Exercise requirements.
Which lines of the data hold the word "below"? Copy all of them.

Data supplied.

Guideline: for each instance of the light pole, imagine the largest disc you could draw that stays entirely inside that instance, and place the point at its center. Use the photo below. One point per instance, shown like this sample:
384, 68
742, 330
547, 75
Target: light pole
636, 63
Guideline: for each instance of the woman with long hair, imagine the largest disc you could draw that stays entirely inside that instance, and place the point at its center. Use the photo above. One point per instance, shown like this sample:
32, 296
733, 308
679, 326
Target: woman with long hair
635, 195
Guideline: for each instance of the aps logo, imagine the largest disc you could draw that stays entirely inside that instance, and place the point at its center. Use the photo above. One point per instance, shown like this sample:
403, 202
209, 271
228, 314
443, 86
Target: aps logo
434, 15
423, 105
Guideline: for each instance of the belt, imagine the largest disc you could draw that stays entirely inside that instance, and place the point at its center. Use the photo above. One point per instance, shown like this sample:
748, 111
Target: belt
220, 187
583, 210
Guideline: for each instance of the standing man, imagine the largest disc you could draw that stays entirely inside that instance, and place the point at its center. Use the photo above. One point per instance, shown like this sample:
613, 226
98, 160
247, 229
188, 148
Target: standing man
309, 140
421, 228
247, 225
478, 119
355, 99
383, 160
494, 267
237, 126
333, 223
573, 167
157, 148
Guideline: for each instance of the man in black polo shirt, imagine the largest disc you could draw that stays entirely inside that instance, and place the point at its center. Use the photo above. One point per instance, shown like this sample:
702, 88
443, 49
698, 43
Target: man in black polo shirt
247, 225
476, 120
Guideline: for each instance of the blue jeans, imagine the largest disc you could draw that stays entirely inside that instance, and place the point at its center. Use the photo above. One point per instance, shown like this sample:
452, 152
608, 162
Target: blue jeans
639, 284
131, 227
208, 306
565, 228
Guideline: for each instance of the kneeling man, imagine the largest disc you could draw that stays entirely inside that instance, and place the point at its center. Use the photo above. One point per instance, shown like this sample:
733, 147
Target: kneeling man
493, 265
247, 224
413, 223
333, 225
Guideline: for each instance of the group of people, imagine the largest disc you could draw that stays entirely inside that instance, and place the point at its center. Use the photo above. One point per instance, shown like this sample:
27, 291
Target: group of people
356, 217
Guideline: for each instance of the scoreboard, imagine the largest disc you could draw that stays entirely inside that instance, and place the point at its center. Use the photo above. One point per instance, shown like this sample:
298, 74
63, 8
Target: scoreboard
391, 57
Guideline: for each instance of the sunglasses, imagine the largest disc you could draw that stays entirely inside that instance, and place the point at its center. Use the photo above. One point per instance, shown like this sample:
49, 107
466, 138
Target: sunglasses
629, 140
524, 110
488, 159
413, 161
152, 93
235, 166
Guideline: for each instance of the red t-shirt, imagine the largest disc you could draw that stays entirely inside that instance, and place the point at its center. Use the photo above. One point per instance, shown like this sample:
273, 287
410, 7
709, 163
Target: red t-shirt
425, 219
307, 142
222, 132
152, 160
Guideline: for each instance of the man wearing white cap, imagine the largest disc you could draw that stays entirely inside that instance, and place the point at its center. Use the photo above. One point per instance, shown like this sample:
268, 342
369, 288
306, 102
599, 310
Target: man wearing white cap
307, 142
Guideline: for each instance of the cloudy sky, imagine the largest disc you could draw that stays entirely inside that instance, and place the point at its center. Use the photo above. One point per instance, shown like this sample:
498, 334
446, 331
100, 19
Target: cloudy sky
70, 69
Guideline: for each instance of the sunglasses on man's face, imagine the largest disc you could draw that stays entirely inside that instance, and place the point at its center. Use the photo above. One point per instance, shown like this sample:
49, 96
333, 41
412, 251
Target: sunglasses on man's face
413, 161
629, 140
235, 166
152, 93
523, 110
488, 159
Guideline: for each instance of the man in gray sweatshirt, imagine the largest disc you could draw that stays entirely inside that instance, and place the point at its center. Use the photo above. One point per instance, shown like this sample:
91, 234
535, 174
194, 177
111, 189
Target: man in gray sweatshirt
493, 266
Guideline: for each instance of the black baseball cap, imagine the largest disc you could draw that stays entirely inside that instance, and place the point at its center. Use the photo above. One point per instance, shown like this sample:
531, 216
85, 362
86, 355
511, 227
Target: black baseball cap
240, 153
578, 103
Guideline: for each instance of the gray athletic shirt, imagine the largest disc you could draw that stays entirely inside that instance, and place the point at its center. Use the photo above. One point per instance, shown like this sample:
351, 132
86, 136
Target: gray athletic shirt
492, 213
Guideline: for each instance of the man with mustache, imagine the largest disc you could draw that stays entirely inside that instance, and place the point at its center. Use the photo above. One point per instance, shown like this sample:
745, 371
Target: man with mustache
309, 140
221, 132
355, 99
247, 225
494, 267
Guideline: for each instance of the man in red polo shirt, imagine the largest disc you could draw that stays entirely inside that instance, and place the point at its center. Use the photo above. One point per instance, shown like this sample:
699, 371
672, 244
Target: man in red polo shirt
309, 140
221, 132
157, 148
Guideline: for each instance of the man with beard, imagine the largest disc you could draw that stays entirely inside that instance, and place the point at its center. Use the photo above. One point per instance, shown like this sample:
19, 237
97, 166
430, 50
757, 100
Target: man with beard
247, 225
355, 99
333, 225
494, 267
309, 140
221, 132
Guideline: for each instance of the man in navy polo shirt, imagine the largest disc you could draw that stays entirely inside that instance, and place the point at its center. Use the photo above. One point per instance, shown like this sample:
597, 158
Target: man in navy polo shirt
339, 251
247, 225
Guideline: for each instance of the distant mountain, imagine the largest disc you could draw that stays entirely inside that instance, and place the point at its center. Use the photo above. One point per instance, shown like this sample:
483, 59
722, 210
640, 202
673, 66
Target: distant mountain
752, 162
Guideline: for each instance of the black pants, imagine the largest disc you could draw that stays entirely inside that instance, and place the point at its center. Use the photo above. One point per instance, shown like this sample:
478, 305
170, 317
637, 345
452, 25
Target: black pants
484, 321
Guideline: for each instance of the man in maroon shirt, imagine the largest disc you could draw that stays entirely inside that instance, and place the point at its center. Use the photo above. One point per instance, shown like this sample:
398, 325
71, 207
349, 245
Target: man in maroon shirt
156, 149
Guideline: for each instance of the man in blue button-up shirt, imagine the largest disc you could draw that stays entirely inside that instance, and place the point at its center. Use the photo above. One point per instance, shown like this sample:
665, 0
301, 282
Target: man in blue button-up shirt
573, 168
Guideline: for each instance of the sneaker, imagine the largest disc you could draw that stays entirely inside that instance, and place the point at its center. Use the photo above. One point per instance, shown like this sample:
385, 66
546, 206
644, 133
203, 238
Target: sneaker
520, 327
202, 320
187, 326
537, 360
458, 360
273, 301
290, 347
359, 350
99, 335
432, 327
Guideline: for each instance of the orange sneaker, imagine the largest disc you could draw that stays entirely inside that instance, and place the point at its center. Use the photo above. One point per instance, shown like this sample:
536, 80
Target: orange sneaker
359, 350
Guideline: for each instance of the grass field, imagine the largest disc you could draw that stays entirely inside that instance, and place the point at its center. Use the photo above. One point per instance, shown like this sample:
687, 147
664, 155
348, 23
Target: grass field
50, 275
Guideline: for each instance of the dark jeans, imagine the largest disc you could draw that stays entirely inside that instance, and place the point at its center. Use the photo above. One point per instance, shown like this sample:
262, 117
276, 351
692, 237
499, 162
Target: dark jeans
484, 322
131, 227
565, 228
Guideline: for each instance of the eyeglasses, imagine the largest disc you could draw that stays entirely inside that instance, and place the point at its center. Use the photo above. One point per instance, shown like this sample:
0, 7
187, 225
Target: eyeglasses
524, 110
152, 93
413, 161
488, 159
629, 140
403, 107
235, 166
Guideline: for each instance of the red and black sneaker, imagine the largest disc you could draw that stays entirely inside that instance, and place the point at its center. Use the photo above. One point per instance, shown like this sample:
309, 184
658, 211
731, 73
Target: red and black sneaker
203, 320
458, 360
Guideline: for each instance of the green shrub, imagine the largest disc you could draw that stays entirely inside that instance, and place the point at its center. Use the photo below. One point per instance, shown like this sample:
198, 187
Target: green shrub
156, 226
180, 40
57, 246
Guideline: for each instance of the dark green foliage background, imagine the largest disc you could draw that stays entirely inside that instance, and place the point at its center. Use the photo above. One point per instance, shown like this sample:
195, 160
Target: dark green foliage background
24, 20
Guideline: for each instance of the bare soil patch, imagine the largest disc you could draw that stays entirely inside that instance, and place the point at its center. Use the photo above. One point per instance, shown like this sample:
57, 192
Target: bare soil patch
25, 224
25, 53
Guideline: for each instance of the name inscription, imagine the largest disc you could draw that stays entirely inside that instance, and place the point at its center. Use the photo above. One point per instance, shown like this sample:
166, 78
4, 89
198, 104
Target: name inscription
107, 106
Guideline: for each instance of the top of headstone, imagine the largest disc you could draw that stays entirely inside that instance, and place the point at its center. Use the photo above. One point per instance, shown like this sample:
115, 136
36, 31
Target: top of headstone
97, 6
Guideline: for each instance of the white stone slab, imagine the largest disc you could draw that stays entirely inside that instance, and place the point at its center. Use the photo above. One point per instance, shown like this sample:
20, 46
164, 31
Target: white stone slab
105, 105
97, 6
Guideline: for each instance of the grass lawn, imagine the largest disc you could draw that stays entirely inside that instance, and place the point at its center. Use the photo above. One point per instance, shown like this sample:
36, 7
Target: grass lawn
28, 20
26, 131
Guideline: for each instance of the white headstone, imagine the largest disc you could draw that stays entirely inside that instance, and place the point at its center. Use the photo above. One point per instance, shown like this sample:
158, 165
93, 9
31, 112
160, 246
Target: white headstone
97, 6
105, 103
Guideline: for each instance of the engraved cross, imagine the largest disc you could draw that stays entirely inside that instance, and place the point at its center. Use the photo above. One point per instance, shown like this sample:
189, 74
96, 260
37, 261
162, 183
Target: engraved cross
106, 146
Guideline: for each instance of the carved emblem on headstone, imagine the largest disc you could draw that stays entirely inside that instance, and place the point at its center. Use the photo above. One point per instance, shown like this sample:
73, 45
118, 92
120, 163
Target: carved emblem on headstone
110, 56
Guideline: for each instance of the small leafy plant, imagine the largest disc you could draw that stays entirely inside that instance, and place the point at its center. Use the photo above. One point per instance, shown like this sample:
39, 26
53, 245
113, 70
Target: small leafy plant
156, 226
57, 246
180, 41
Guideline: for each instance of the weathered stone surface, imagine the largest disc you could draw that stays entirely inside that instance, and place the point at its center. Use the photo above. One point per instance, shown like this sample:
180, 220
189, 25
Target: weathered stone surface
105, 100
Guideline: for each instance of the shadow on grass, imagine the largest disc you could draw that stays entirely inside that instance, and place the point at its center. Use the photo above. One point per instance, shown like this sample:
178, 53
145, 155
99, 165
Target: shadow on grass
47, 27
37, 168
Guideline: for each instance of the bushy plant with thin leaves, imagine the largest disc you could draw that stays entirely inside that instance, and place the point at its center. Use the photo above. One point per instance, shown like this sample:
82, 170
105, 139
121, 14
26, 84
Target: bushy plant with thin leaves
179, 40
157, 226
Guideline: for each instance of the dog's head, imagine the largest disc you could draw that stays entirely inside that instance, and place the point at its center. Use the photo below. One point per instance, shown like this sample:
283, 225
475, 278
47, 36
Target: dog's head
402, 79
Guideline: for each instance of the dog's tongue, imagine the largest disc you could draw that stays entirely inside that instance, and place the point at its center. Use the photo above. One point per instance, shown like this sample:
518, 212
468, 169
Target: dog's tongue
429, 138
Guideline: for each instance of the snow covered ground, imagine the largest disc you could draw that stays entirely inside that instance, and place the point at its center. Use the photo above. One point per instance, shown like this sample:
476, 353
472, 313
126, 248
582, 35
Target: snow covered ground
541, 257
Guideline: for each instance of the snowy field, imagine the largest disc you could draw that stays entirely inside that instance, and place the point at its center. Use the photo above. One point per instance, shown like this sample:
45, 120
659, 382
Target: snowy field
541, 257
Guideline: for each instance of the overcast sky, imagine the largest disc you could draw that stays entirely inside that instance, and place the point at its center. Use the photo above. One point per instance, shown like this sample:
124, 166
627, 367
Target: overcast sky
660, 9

Your solution.
Guideline: for each instance of the light pole, imagine the largest disc you could draw that stays entirely inside that instance, and place the point at its center. Use the photo below. One point per instance, shown like this sample:
Guideline: for each instance of the green shrub, imagine the largest disc you could draw that stays entirely inside that instance, and place the point at its center. Use the photo below. One point per instance, shown like this sample:
Guideline: for each instance of the dog's head, imagine the largest disc you could draw that stays entirely inside that instance, and place the point at its center. Use the photo below. One point per instance, shown like this sample:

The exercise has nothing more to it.